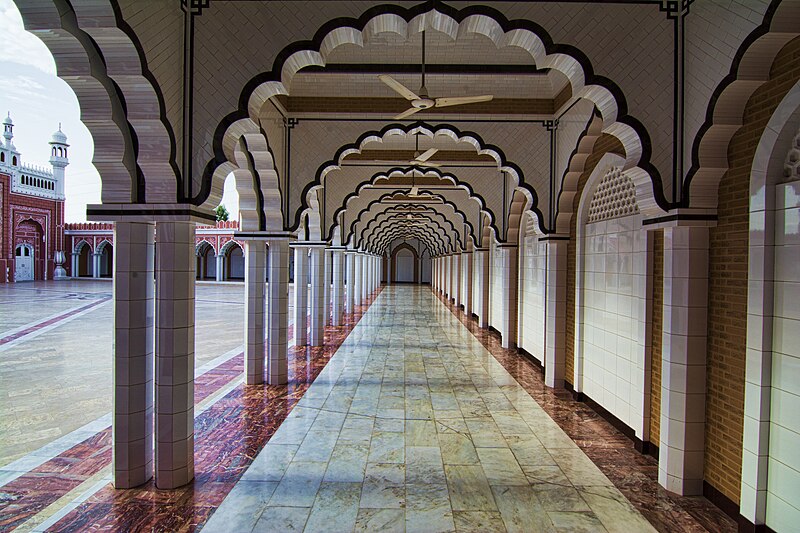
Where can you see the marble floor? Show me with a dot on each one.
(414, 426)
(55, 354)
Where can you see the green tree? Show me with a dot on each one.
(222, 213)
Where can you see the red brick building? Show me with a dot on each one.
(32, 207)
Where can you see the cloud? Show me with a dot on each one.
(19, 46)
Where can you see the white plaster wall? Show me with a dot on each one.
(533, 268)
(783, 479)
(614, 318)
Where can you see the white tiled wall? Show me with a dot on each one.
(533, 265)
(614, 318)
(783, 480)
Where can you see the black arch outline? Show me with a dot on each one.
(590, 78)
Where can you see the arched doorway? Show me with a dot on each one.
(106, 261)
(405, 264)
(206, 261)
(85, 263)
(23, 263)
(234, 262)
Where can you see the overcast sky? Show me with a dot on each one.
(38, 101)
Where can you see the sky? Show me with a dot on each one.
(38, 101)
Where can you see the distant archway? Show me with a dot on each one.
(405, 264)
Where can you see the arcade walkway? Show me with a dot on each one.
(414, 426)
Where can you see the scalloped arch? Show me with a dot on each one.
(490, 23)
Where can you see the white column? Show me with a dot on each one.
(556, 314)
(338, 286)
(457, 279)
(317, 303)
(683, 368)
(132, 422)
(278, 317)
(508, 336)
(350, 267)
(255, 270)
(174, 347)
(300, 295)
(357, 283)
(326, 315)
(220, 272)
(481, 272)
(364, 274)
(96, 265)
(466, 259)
━━━━━━━━
▶ **What is asked**: Write the lines out exactly, from the one with "Where can you see the green" down to the last line of the listing, and leave out all others.

▶ **Output of the task**:
Where can you see the green tree? Show me with a dot on each one.
(222, 213)
Where can you see the red brick building? Show me with a dot on each one.
(32, 207)
Where can you see the cloud? Show me with a dot on each one.
(19, 46)
Where can you see the white plaster wall? Show me with a dot on each one.
(533, 268)
(783, 479)
(614, 318)
Where can you see the white tiled wall? Show me with a dot on each one.
(533, 265)
(614, 318)
(783, 480)
Where can you see the black arch outline? Show me with a dot on each one.
(590, 78)
Where can you see the arched doorway? Show me with a dot on each one.
(106, 261)
(405, 264)
(206, 261)
(85, 263)
(23, 263)
(234, 262)
Where can you see the overcast sky? Show me with a dot on each one.
(38, 101)
Where can you see the sky? Show me with a dot on each one.
(38, 101)
Where can you see the distant archway? Show me with a dot on each one.
(405, 264)
Where can you see the arcade walkway? Show me with a dot on each one.
(414, 426)
Where can you see the scalloped arch? Show me with a dot on each one.
(490, 23)
Where can you see the white column? Show me with a dot on each one.
(556, 314)
(338, 286)
(457, 279)
(317, 303)
(683, 368)
(132, 422)
(278, 317)
(508, 336)
(350, 267)
(255, 270)
(174, 347)
(300, 295)
(357, 283)
(326, 315)
(220, 272)
(481, 272)
(364, 274)
(96, 265)
(466, 259)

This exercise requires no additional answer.